Stored data

□ □ □ □

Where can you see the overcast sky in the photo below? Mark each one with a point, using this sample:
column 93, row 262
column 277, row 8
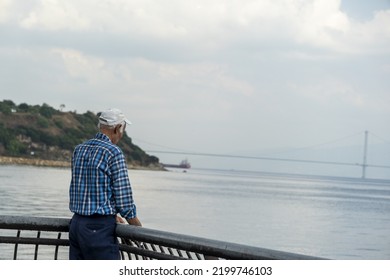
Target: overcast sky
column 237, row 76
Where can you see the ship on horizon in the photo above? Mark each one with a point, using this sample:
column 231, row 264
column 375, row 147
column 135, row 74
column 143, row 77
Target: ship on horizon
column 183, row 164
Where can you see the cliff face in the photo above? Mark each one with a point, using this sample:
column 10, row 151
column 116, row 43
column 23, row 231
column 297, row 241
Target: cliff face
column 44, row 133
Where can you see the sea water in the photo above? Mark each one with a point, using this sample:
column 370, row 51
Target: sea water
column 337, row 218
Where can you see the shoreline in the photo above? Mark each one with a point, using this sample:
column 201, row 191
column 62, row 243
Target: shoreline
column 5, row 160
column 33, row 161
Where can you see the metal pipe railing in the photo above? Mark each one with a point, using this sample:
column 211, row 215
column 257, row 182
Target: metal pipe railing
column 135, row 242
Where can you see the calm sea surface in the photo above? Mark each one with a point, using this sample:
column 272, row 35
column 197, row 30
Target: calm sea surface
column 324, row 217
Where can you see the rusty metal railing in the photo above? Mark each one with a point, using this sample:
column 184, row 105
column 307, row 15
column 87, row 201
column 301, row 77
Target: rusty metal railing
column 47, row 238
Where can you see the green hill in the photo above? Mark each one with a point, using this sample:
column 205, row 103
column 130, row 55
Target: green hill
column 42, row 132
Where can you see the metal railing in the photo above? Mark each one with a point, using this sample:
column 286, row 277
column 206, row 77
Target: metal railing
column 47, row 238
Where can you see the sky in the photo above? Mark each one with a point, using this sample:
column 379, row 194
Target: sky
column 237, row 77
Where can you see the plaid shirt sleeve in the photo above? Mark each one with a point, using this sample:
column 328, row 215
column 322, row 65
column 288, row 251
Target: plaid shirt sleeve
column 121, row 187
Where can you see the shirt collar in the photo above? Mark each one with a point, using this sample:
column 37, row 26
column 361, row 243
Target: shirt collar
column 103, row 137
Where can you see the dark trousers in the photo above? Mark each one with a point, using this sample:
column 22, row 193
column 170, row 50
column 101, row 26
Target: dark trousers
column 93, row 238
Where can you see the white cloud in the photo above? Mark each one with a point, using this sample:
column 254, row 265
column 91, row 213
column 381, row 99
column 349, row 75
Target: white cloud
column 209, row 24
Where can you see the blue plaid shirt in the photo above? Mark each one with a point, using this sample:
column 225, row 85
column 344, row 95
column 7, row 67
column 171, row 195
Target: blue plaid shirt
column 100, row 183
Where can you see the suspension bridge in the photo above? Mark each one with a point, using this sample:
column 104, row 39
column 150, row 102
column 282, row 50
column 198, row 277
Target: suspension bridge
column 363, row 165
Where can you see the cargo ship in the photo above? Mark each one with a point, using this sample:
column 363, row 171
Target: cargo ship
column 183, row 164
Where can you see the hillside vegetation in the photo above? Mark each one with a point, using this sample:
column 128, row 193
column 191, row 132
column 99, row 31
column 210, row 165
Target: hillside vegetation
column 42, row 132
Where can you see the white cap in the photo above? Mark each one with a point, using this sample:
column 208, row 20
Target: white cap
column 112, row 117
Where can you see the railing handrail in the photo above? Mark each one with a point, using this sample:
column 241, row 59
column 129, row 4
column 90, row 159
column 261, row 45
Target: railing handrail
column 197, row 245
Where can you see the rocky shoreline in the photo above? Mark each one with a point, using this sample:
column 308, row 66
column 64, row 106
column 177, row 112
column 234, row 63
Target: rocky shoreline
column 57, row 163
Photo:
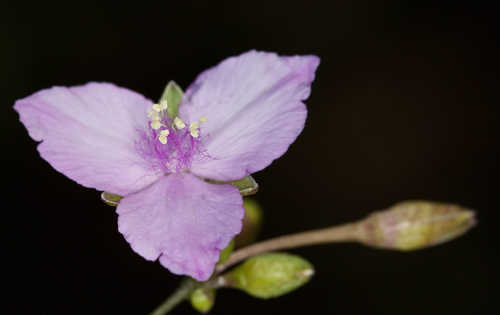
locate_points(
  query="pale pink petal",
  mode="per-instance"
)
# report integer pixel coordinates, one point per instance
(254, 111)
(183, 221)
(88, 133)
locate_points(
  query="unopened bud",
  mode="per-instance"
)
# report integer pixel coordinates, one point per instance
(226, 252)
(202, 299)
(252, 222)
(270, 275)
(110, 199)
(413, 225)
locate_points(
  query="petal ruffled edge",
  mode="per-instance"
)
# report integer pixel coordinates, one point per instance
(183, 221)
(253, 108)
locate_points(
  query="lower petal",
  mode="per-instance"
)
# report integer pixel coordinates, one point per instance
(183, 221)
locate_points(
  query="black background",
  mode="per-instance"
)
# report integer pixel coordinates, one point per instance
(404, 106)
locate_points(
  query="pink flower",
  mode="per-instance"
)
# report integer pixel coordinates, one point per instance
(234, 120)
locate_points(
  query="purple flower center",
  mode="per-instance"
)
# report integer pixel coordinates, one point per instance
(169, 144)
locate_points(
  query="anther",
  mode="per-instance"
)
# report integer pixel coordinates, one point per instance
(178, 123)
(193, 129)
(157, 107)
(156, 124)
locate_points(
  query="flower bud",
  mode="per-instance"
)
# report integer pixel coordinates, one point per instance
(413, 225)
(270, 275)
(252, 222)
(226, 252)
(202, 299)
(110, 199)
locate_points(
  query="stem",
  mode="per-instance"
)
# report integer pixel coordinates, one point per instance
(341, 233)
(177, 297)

□ □ □ □

• _Task statement_: Tally up the lines holding the word "query" in the data above, and answer with that figure only.

• _Solution to this problem_: 10